--- EXERCISE ---
Can you carry the news article below on palliative chemotherapy and end-of-life care further, picking up after its final paragraph?

Palliative chemotherapy may overshadow patients' wishes for end-of-life care

Terminal cancer patients who receive chemotherapy in the last months of their lives are less likely to die where they want and are more likely to undergo invasive medical procedures than those who do not receive chemotherapy, according to newly published research.

The findings, published in BMJ (2014;348:g1219), underscore a disconnect between the type of care many cancer patients say they want and the kind they receive, and highlight the need for clearer and more balanced discussion of the harms and benefits of palliative chemotherapy at the end of life between doctors, patients, and families, the study authors said.

The Weill Cornell Medical College, Dana-Farber Cancer Institute, and Harvard Medical School study found sobering outcomes for patients who received palliative chemotherapy, which are treatments designed to prolong survival and ease symptoms, but not to cure disease. These differences were found among patients whom physicians had determined had 6 or fewer months to live.

Eighty percent of patients who did not receive palliative chemotherapy died where they wished, whereas only 68% of those whose disease management included palliative chemotherapy died in the place they wanted to. Nearly 66% of patients who did not receive palliative chemotherapy died at home, compared with 47% of patients who received palliative chemotherapy. Patients who received palliative chemotherapy were much more likely than their counterparts to die in an intensive care unit—a contrast of 11% to 2%.

"It's hard to see in these data much of a silver lining to palliative chemotherapy for patients in the terminal stage of their cancer," said senior author Holly Prigerson, PhD, of Weill Cornell Medical College in New York, New York. "Until now, there hasn't been evidence of harmful effects of palliative chemotherapy in the last few months of life. This study is a first step in providing evidence that specifically demonstrates what negative outcomes may result. Additional studies are needed to confirm these troubling findings."

--- DATA SHOWN ---

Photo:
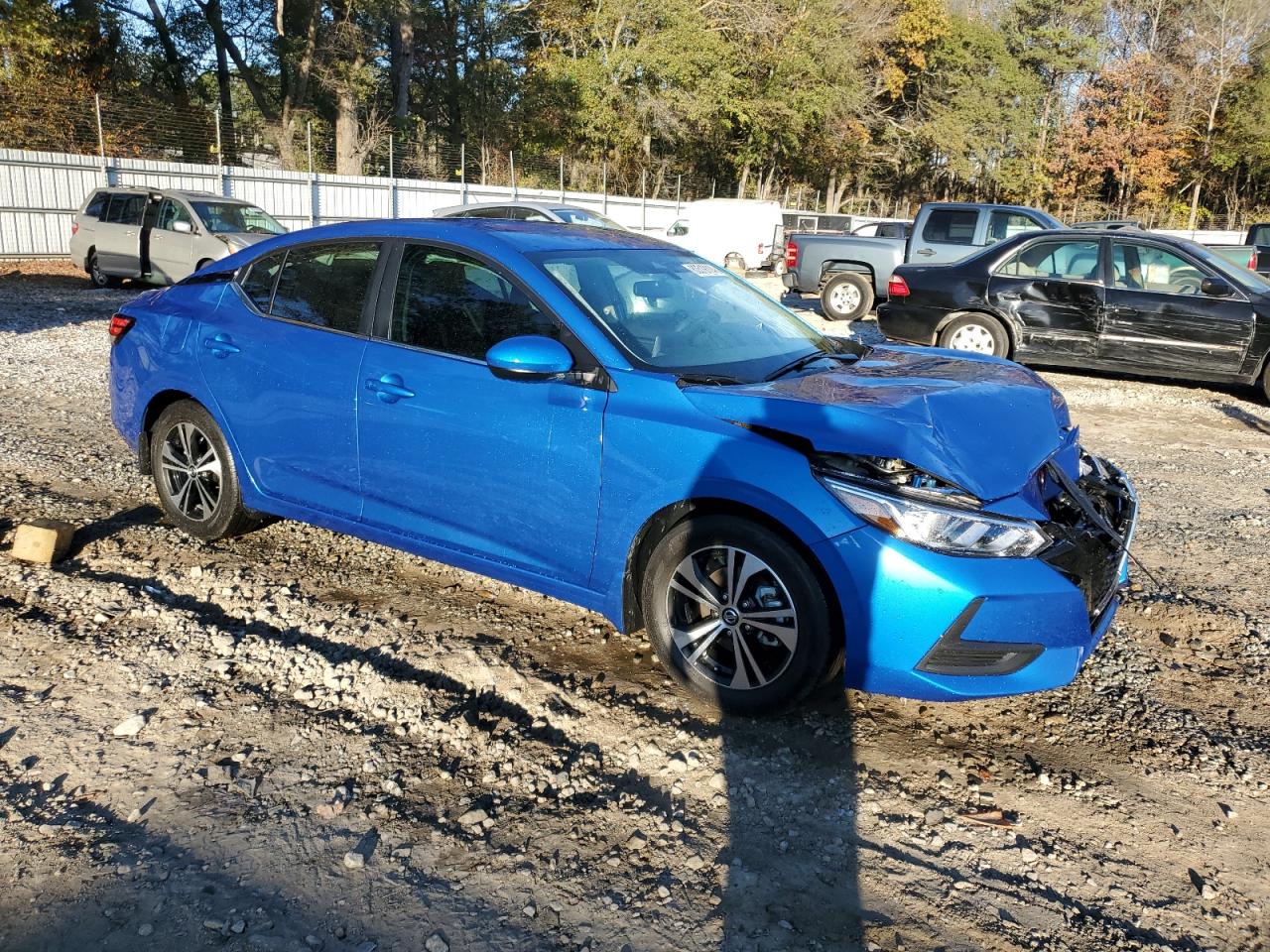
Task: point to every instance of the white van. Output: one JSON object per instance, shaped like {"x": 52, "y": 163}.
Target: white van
{"x": 730, "y": 231}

--- WRITTEN ANSWER ---
The reasons for the link are complex, but may originate in patients' misunderstanding of the purpose and likely consequences of palliative chemotherapy and lack of acknowledgment of their own prognoses, said Prigerson.

In the study, patients undergoing palliative chemotherapy were less likely to talk to their oncologists about the care they wanted to receive if they were dying, to complete Do-Not-Resuscitate orders, or to acknowledge they were terminally ill, noted Prigerson. With 56% of patients receiving palliative chemotherapy in their final months, the findings underscore the potential harms of aggressive use of chemotherapy in dying patients, and the possible need for widespread changes in oncology practice at academic medical centers.

"Our finding that patients with terminal cancers were at higher risk of receiving intensive end-of-life care if they were treated with palliative chemotherapy months earlier underscores the importance of oncologists asking patients about their end-of-life wishes," said lead author Alexi Wright, MD, MPH, of Dana-Farber Cancer Institute in Boston, Massachusetts.